● **SET OF TASKS**:
(a) Summarize the text on continuity of GP care in two sentences.
(b) Answer these questions from the text on continuity of GP care, one answer per line:
(i) In which journal was the study published?
(ii) By what percentage did relationship continuity drop between 2012 and 2017?
(iii) What position does Professor Kamila Hawthorne hold?
(c) Continue the text on continuity of GP care, starting after its final sentence.

─── STUDY TEXT

A study published in the British Journal of General Practice has found that it is becoming increasingly difficult for patients to get appointments with their GP of choice.
According to an analysis of responses to the national GP patient survey, relationship continuity dropped 27 percent between 2012 and 2017.
The authors stress that increased relationship continuity in primary care is associated with better health outcomes, greater patient satisfaction, and fewer hospital admissions, but that they found a “marked and widespread” decline in relationship continuity of care.
This study also found a moderate correlation between continuity and good overall experiences for patients, which falls in line with the perception that continuity is linked with higher patient satisfaction and greater patient trust, noted Professor Kamila Hawthorne, Vice Chair of the Royal College of GPs (RCGPs).

──────
─── DATA LISTING

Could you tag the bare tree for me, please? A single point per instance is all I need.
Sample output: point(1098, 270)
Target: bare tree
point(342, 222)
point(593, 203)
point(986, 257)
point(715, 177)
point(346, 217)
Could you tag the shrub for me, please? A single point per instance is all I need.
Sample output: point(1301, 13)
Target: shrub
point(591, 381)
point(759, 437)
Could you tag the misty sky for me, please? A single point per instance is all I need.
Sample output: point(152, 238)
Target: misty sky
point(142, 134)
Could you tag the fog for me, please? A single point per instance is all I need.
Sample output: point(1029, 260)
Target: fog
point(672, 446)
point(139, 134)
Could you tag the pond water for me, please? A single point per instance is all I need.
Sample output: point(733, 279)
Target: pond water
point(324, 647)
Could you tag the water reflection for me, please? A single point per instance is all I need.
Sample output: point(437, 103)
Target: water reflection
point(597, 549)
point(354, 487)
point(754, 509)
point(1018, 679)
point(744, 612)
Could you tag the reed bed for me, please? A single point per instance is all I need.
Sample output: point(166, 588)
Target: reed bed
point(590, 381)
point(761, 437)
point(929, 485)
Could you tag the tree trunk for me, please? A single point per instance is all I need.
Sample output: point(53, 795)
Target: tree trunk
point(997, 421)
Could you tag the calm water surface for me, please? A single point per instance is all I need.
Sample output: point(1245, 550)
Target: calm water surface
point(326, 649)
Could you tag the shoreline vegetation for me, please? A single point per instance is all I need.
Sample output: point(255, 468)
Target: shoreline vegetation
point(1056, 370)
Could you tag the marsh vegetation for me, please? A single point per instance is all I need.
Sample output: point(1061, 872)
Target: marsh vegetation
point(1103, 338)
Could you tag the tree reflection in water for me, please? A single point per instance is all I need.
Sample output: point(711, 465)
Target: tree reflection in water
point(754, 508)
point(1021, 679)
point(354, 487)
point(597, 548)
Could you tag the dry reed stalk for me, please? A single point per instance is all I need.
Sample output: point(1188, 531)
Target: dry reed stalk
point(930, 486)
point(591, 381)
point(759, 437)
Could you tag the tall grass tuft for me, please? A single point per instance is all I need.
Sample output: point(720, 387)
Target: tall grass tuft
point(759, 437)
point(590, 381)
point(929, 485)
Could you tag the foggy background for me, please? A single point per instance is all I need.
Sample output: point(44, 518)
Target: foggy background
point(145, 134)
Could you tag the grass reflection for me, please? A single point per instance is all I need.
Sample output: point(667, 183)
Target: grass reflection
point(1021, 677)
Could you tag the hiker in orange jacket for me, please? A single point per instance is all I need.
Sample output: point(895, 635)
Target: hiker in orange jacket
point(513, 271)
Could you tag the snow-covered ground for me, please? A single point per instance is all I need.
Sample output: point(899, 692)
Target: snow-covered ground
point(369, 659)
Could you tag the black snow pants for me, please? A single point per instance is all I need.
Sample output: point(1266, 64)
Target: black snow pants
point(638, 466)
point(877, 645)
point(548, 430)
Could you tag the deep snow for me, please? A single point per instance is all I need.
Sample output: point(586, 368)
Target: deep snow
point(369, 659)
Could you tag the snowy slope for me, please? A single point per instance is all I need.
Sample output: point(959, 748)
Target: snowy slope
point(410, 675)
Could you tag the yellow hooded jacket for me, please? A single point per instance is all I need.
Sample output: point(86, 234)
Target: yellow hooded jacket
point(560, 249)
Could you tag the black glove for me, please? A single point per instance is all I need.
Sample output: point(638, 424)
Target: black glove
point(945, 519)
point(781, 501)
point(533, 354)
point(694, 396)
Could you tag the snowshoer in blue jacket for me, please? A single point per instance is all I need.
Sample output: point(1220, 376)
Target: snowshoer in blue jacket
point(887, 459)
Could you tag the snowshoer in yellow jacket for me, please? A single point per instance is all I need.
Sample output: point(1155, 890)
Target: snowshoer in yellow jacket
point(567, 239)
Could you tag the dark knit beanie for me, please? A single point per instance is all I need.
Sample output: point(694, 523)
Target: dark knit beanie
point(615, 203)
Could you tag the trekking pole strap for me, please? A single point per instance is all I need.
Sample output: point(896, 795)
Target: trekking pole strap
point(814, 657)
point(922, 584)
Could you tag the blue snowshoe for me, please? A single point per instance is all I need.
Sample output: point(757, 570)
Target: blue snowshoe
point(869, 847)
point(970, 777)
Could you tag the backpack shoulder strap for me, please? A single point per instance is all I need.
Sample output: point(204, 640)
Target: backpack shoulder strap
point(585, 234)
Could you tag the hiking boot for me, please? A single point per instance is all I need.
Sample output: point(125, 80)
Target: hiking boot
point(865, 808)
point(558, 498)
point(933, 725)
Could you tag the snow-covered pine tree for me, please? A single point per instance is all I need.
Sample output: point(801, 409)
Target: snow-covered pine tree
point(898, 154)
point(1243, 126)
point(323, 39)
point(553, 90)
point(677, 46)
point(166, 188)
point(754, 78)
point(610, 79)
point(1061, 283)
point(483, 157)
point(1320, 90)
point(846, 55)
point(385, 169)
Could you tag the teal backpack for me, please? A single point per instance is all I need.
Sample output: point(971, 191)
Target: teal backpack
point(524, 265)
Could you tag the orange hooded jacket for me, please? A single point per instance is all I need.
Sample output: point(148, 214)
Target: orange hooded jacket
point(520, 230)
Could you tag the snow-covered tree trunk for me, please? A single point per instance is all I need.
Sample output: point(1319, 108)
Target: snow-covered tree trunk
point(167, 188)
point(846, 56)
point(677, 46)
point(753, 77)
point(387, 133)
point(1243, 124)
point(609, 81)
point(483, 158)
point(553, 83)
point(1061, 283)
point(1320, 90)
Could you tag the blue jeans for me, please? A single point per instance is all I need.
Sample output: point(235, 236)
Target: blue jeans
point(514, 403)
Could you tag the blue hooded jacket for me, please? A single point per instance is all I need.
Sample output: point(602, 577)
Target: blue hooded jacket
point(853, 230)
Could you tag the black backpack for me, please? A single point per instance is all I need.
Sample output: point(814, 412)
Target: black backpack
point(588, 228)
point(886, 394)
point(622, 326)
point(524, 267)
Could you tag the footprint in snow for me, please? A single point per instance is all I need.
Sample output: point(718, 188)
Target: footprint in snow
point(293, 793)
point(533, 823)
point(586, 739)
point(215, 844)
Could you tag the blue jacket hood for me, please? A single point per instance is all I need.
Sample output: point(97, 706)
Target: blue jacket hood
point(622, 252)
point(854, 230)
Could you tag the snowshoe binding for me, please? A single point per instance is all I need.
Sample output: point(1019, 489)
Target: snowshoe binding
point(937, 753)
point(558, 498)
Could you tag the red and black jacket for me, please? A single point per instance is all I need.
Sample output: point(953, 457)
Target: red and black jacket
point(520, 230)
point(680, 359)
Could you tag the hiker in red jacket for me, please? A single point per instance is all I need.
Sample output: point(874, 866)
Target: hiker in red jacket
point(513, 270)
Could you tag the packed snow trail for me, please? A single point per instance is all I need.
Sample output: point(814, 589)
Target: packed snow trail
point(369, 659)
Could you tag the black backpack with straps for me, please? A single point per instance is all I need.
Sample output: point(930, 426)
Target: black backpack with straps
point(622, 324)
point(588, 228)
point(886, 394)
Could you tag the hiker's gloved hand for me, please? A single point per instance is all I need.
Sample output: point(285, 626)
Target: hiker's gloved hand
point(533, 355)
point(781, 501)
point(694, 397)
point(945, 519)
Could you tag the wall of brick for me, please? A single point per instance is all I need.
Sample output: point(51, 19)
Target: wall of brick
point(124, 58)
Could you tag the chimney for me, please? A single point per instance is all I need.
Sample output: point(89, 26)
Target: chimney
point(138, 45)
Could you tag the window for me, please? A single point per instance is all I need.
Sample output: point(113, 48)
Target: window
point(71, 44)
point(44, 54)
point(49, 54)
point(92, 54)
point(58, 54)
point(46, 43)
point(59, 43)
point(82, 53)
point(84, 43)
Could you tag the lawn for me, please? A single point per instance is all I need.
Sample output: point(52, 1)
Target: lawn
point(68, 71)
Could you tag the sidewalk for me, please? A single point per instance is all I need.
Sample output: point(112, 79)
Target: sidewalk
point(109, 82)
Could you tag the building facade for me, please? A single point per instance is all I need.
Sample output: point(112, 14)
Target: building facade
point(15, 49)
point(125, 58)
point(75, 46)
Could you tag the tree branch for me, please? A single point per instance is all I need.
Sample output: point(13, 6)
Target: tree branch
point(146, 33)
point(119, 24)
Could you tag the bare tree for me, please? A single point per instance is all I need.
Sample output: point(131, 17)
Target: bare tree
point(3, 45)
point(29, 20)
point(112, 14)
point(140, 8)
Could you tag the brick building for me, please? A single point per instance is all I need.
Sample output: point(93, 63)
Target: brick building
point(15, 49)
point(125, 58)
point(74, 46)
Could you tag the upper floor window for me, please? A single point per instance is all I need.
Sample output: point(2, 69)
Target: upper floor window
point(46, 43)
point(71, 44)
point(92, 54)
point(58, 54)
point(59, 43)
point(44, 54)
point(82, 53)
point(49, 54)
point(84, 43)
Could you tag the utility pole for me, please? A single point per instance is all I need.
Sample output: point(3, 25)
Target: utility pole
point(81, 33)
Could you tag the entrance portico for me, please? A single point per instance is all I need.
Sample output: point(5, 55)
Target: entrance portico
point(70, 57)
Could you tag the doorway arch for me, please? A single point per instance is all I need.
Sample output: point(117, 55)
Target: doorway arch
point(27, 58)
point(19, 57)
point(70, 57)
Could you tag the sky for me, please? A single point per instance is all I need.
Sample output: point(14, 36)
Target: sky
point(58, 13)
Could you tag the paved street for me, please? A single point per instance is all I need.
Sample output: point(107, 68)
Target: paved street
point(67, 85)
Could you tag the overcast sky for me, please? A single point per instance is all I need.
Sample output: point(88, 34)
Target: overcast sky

──────

● **ANSWERS GIVEN**:
(a) A study in the British Journal of General Practice analyzed national GP patient survey responses and found that relationship continuity dropped 27 percent between 2012 and 2017, so patients find it increasingly difficult to see their GP of choice. The authors note that such continuity is associated with better health outcomes, greater patient satisfaction, and fewer hospital admissions, and the study also found a moderate correlation between continuity and good overall patient experiences.

(b)
(i) The British Journal of General Practice
(ii) 27 percent
(iii) Vice Chair of the Royal College of GPs (RCGPs)

(c)
"Continuity of care can be particularly beneficial for the growing number of patients who are living with multiple, long-term conditions. But unfortunately, it is becoming harder and harder to deliver as GPs and our teams work under incredibly intense resource and workforce pressures,” she added.
“It's disappointing but understandable to read that, according to this paper, continuity of care is reducing, but GPs across the country are striving to provide continuity, even if not in the traditional sense.”
For example, she noted that some practices are employing “innovative approaches to continuity of care” under which patients are able to see and build relationships with a small team of doctors who all have access to their medical records.